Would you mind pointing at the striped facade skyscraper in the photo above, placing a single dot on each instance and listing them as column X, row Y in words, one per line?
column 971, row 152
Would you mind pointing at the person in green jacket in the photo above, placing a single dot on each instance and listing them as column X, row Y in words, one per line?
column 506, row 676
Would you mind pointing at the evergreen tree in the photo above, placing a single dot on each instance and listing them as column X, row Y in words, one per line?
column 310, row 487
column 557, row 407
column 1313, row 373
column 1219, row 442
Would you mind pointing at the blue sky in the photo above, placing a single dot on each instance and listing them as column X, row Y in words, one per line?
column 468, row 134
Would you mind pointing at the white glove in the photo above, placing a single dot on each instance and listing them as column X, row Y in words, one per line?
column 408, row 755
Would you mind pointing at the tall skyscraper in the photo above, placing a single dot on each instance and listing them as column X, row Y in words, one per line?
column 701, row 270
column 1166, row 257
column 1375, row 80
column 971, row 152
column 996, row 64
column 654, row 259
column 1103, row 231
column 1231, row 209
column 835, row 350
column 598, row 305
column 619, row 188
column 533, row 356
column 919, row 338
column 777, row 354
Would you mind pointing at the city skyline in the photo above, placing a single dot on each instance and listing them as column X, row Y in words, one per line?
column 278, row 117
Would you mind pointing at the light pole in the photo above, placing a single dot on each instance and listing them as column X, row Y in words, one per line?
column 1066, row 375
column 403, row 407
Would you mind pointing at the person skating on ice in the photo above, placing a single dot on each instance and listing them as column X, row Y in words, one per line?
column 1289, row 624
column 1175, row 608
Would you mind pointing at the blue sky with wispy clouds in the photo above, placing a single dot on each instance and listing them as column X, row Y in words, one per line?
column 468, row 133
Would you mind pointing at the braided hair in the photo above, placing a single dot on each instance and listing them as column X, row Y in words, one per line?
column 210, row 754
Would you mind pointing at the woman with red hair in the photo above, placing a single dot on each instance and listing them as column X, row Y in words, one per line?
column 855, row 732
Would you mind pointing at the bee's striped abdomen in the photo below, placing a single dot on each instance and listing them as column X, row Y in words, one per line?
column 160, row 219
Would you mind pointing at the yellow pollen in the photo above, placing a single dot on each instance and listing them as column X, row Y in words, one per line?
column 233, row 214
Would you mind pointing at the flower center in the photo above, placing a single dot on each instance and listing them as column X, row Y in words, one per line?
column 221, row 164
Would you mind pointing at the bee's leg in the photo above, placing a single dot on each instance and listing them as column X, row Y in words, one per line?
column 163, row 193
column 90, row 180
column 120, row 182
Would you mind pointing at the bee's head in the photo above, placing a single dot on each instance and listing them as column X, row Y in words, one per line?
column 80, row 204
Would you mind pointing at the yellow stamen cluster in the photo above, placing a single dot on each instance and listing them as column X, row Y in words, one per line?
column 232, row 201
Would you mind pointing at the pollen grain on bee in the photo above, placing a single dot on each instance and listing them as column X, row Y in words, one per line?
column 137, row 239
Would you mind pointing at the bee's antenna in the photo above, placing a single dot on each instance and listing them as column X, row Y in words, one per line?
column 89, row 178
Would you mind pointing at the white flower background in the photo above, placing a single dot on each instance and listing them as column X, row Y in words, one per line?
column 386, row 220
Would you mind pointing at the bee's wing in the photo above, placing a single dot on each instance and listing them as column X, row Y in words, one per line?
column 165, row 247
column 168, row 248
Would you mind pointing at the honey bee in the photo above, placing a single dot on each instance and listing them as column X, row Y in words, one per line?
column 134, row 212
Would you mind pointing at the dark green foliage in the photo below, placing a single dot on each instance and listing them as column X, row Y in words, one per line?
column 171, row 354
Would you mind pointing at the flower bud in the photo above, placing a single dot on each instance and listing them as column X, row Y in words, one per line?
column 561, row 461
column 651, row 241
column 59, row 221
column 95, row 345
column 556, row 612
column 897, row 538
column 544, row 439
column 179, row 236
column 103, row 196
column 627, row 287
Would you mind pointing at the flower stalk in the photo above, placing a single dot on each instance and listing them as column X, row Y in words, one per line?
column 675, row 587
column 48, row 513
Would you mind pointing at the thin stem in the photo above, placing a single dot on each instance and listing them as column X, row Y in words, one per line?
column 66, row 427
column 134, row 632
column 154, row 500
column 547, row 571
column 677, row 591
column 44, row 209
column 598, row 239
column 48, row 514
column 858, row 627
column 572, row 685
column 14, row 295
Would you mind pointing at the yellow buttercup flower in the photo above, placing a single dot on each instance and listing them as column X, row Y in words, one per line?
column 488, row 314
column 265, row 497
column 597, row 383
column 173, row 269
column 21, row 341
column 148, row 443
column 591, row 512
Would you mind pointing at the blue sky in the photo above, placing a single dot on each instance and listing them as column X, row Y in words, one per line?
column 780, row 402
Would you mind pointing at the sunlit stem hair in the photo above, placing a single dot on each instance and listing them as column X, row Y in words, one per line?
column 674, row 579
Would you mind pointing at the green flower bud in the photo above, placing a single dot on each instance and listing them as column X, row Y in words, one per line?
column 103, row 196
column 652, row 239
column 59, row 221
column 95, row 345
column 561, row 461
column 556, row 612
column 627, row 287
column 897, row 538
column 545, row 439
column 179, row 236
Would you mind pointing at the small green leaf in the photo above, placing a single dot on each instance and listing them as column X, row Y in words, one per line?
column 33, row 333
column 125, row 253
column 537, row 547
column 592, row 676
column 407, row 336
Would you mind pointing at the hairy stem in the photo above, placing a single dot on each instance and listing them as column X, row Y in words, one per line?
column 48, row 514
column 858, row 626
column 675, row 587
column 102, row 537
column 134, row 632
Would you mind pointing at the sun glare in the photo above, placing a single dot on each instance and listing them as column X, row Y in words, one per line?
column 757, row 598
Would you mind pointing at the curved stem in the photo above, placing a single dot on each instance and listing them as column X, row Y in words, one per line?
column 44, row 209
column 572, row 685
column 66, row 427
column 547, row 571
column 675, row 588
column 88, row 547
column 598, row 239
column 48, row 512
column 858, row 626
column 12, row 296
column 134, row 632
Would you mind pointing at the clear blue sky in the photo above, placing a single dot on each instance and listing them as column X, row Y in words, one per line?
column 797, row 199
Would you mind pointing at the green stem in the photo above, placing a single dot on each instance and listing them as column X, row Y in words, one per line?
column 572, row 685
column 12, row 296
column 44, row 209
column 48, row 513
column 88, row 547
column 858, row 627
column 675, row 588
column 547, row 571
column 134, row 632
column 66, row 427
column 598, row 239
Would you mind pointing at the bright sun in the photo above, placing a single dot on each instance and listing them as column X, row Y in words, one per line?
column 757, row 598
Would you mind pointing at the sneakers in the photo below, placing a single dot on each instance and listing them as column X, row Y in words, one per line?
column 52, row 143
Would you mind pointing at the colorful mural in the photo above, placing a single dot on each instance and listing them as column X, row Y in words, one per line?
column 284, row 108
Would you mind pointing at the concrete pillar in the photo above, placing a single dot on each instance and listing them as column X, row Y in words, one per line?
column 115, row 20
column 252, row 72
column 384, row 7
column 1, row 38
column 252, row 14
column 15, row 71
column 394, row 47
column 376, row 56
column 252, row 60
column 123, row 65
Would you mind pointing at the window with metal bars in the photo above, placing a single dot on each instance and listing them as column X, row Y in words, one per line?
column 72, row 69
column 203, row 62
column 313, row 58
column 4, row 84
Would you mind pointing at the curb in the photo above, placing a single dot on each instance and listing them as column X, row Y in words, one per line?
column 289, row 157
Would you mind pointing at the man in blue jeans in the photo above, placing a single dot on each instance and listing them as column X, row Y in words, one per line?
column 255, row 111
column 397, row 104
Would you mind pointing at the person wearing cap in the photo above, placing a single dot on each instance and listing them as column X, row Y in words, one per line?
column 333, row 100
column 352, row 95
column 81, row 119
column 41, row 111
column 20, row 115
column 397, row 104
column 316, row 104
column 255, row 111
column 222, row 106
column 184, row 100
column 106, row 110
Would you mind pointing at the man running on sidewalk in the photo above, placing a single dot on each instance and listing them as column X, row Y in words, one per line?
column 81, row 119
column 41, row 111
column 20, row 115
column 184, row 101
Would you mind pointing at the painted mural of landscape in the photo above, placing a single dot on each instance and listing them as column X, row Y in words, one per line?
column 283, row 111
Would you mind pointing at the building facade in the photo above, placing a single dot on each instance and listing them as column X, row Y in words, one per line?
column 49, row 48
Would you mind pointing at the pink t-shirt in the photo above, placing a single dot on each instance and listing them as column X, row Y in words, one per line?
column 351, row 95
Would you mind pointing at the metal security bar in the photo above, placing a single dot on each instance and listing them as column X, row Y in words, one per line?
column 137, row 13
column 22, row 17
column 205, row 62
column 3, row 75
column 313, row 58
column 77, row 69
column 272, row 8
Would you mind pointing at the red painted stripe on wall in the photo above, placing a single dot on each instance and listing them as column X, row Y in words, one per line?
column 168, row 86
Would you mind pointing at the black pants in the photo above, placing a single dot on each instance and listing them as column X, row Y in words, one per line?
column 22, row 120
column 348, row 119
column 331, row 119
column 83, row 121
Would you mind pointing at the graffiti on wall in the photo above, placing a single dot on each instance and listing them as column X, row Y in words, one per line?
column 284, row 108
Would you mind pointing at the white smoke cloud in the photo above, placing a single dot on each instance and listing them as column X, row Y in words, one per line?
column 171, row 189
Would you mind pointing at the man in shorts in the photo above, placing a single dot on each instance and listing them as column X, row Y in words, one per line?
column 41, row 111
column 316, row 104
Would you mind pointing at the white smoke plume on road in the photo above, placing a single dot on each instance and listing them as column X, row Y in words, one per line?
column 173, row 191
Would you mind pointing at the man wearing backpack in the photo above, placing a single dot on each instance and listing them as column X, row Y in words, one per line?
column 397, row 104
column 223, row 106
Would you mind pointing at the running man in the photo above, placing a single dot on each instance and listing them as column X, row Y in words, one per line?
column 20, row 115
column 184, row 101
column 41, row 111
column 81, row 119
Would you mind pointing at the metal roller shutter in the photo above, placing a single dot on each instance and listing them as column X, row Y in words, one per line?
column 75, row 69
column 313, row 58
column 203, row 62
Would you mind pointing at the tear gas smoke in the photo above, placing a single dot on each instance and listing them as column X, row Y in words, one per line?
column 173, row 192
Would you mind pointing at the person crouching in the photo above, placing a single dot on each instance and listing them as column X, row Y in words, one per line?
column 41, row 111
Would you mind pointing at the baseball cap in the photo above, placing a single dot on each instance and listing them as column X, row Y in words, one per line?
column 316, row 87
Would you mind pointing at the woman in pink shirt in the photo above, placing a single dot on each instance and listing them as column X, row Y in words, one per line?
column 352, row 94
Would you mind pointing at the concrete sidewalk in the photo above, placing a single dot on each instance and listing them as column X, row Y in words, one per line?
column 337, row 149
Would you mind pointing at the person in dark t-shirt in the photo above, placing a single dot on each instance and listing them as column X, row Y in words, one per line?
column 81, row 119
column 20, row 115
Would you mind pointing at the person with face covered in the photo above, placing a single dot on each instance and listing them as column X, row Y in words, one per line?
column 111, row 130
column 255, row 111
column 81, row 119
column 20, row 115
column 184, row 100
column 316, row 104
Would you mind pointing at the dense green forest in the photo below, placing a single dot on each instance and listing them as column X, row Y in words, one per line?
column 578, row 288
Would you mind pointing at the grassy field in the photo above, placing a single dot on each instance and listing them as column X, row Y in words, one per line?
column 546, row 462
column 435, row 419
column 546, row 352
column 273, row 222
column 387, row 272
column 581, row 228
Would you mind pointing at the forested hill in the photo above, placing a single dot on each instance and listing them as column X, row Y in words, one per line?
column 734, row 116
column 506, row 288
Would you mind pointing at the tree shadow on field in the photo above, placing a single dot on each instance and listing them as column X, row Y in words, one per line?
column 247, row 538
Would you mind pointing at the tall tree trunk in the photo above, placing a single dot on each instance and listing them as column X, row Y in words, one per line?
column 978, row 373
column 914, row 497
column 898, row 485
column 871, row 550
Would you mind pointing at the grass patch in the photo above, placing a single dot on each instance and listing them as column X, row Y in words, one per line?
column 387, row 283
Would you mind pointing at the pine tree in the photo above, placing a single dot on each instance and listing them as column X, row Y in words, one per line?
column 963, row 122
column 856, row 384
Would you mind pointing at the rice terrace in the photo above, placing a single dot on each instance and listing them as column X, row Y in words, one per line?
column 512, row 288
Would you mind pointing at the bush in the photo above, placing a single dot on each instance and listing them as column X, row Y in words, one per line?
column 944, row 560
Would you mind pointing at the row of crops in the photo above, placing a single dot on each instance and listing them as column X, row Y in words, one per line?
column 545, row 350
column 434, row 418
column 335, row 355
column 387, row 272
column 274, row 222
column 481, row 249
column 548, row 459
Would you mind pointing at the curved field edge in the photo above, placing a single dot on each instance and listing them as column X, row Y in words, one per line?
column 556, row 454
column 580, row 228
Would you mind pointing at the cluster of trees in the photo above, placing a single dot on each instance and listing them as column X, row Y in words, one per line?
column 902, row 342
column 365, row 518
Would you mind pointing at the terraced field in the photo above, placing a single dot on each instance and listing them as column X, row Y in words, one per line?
● ● ● ● ● ● ●
Work to complete
Reproduce the records word for word, starting at the line containing "Would you mind pointing at the braided" and ending at the line containing "column 210, row 754", including both of those lines.

Right answer
Would you mind pointing at the braided hair in the photo above, placing a single dot on each instance and listing them as column X, row Y in words, one per line?
column 210, row 754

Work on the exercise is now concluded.